==== EXTRACT ====

As I continued my reading and conversations I thought a field like community mental health might benefit from assertions about different individuals in varied environments. There could be new ways to think about the adaptation knowing about the multiple personal, cultural and organizational resources we may have available to us.

The talk given at APA in 1967 "Towards An Ecological Conception of Preventive Interventions" was the initial presentation of an ecological approach for the new field of community psychology. This presentation benefited from a two year post doctoral experience, which included a degree in Public Health, and fours years working with a multi-disciplinary team at NIMH followed by my first academic position at Ohio State University in 1964. There I tried out multi-disciplinary teaching and naturalistic observations of two high schools in Columbus Ohio and met a second year doctoral student Edison J. Trickett.

====

WORK INSTRUCTIONS ▸
Transcribe the passage on the ecological approach to community psychology word for word, from its first sentence to its last. The entries that come next are separate material with no tie to the passage.

==== MATERIAL PROVIDED ====

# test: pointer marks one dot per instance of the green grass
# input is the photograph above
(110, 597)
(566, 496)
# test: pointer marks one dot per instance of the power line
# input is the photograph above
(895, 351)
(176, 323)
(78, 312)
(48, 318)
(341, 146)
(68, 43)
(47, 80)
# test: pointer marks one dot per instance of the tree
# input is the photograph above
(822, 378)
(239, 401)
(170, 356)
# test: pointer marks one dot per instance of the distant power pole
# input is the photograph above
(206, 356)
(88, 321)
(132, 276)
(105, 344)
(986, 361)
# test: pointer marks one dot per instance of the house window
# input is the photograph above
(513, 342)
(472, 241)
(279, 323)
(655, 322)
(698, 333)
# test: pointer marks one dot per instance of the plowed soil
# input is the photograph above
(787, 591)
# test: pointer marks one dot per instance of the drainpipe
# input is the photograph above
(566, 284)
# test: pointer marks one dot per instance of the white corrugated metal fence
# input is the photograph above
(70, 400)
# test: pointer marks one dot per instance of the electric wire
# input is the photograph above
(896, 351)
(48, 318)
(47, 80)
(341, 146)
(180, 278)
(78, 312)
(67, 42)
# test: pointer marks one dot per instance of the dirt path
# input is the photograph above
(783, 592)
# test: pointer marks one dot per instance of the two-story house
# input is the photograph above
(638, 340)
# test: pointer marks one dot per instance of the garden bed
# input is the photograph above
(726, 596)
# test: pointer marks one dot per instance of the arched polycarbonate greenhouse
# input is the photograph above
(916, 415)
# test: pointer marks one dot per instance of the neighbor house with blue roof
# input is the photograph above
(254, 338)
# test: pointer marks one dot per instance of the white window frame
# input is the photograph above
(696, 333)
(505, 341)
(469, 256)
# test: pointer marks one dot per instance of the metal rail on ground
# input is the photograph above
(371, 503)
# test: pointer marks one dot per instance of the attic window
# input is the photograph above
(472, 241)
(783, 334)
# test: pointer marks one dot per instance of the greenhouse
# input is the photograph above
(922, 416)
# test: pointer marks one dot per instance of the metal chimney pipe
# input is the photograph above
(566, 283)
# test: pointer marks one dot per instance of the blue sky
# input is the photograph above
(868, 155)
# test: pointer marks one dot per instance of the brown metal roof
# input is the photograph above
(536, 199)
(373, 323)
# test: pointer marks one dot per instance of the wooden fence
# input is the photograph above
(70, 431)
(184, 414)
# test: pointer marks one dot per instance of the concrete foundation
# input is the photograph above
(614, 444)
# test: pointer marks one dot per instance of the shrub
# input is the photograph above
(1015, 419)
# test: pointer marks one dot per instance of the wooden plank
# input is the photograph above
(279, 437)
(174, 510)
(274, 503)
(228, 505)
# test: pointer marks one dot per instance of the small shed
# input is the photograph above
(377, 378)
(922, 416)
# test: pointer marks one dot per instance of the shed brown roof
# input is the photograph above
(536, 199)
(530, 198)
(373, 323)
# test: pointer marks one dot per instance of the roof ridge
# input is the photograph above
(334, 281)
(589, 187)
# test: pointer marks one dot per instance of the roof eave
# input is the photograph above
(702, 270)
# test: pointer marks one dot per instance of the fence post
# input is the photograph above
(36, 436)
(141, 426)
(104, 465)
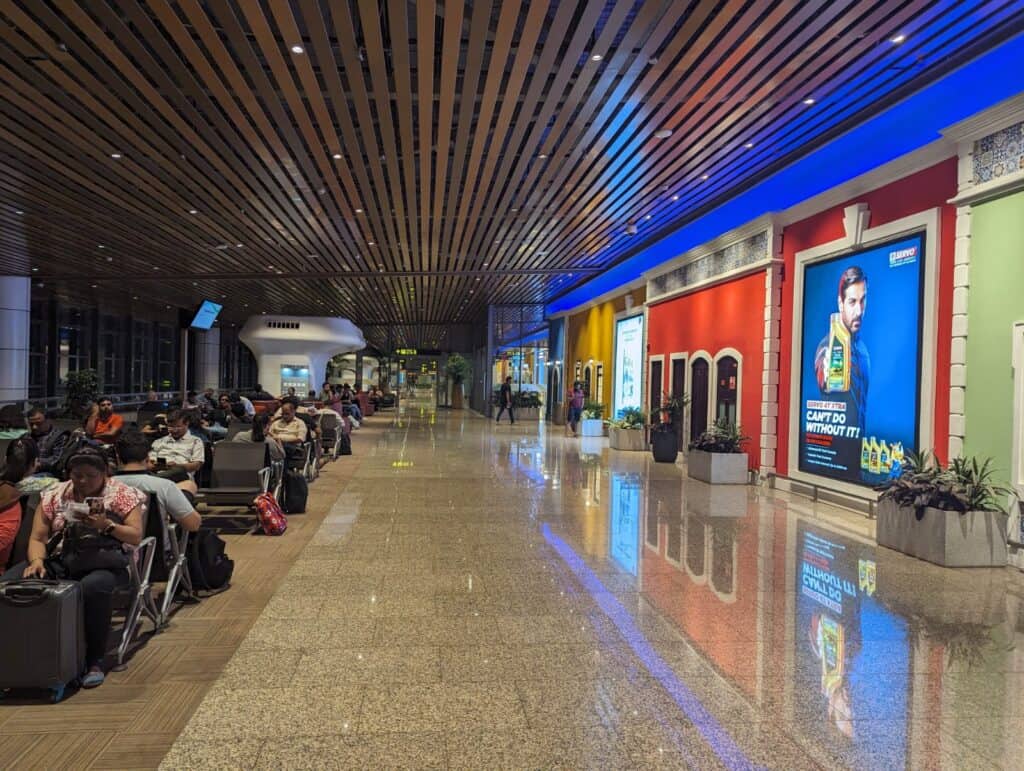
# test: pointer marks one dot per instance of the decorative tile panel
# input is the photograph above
(998, 154)
(733, 257)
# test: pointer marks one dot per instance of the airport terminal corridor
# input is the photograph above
(482, 596)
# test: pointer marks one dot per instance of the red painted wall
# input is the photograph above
(726, 315)
(926, 189)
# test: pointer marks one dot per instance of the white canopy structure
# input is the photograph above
(293, 351)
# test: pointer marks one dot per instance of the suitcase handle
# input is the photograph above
(27, 592)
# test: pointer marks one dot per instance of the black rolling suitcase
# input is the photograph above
(43, 640)
(296, 491)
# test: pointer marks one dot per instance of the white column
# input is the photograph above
(15, 292)
(207, 358)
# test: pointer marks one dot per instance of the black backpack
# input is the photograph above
(209, 566)
(296, 491)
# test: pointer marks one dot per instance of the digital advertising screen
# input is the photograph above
(206, 315)
(844, 638)
(629, 363)
(860, 361)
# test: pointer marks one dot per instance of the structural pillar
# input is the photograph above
(15, 304)
(207, 358)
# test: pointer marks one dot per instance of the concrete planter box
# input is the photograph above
(631, 439)
(977, 539)
(718, 468)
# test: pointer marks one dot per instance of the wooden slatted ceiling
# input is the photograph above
(417, 161)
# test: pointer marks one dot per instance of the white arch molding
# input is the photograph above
(298, 341)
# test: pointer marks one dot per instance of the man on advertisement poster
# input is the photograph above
(857, 363)
(842, 365)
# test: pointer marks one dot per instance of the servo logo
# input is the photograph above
(899, 257)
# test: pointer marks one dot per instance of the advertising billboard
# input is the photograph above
(629, 365)
(860, 361)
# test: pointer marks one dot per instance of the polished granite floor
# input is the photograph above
(506, 597)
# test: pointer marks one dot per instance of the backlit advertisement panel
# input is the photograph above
(860, 361)
(629, 363)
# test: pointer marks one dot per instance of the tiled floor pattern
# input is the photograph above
(134, 718)
(505, 597)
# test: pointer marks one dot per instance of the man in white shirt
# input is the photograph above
(175, 501)
(179, 450)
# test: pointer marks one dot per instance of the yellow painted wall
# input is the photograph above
(590, 334)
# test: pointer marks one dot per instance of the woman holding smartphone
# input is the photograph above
(96, 515)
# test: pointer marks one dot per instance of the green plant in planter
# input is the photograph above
(723, 436)
(630, 418)
(964, 485)
(526, 399)
(82, 388)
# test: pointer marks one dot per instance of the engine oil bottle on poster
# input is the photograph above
(838, 377)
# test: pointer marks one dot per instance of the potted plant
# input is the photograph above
(526, 404)
(665, 434)
(82, 387)
(717, 456)
(627, 431)
(949, 516)
(457, 370)
(590, 419)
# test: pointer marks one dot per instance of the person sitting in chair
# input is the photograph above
(89, 506)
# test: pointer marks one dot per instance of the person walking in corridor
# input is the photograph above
(505, 401)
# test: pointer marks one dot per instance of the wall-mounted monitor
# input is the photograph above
(206, 315)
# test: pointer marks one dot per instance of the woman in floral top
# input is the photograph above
(121, 519)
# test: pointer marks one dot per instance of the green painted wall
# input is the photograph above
(995, 302)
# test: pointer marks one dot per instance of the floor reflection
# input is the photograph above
(787, 618)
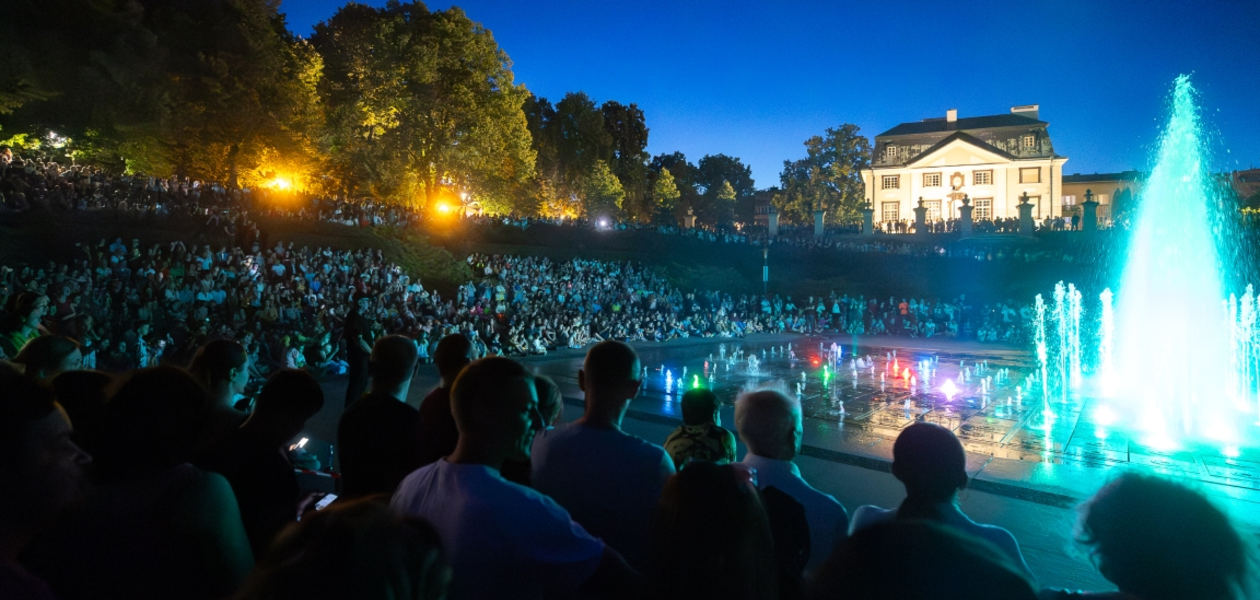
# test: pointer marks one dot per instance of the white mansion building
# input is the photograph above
(994, 160)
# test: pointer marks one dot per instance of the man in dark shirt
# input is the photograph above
(437, 432)
(378, 436)
(255, 460)
(358, 346)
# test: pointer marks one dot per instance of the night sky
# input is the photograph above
(755, 80)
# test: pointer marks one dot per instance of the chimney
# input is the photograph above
(1027, 111)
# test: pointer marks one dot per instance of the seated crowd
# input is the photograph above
(134, 485)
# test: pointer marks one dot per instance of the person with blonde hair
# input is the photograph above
(770, 425)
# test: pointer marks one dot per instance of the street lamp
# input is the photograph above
(765, 269)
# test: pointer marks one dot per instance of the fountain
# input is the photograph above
(1167, 368)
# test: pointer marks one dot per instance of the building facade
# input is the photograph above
(993, 160)
(1111, 190)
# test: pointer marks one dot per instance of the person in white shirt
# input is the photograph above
(770, 425)
(607, 479)
(929, 460)
(504, 540)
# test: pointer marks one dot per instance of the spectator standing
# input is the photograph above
(436, 422)
(549, 406)
(43, 474)
(378, 436)
(504, 540)
(47, 356)
(930, 461)
(222, 367)
(948, 565)
(255, 460)
(358, 347)
(711, 538)
(770, 425)
(607, 479)
(354, 550)
(701, 436)
(155, 526)
(1157, 540)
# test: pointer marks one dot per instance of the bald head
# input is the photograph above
(393, 361)
(610, 364)
(769, 424)
(610, 378)
(495, 409)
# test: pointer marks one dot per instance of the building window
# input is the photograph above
(934, 209)
(983, 208)
(891, 212)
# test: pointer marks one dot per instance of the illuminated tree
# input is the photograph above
(417, 101)
(828, 179)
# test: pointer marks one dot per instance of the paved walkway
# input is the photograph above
(1035, 501)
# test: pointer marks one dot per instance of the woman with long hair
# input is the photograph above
(1157, 540)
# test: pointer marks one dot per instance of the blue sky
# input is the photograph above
(755, 78)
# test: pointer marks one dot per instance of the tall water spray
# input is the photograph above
(1172, 346)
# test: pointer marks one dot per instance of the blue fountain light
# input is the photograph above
(1171, 340)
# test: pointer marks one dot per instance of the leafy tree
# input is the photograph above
(544, 138)
(828, 179)
(602, 192)
(582, 141)
(684, 175)
(711, 174)
(628, 130)
(421, 102)
(214, 88)
(664, 196)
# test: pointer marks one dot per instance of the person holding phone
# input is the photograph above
(255, 461)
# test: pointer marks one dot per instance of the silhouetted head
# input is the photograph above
(610, 372)
(47, 356)
(454, 352)
(495, 407)
(42, 469)
(876, 562)
(393, 362)
(711, 537)
(286, 401)
(82, 395)
(353, 550)
(699, 406)
(1159, 540)
(151, 422)
(769, 424)
(929, 460)
(222, 367)
(549, 401)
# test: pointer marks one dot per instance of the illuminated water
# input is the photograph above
(1176, 363)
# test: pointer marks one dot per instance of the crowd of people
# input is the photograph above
(148, 485)
(130, 305)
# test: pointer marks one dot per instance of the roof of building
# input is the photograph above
(939, 125)
(970, 139)
(1103, 177)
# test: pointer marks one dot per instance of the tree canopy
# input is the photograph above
(829, 178)
(398, 102)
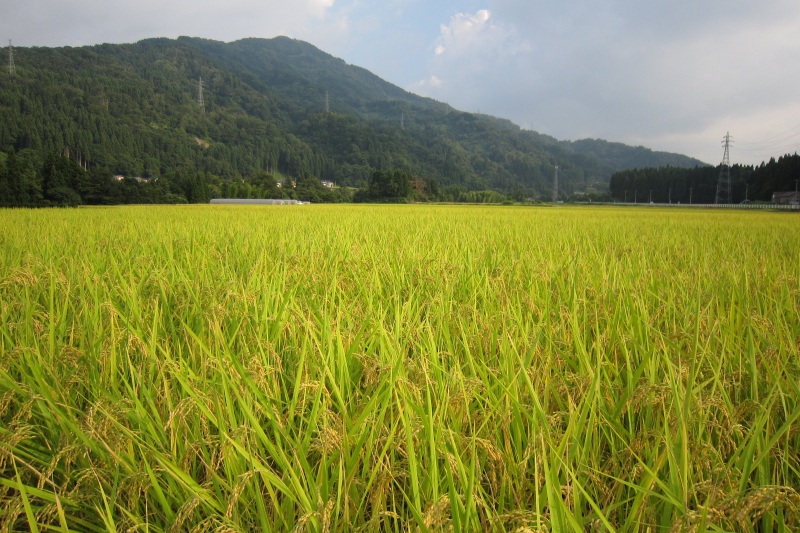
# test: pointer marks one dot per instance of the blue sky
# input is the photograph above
(672, 76)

====

SOLVED PROBLEM ▸
As I continued my reading and conversations I thought a field like community mental health might benefit from assertions about different individuals in varied environments. There could be new ways to think about the adaptation knowing about the multiple personal, cultural and organizational resources we may have available to us.

The talk given at APA in 1967 "Towards An Ecological Conception of Preventive Interventions" was the initial presentation of an ecological approach for the new field of community psychology. This presentation benefited from a two year post doctoral experience, which included a degree in Public Health, and fours years working with a multi-disciplinary team at NIMH followed by my first academic position at Ohio State University in 1964. There I tried out multi-disciplinary teaching and naturalistic observations of two high schools in Columbus Ohio and met a second year doctoral student Edison J. Trickett.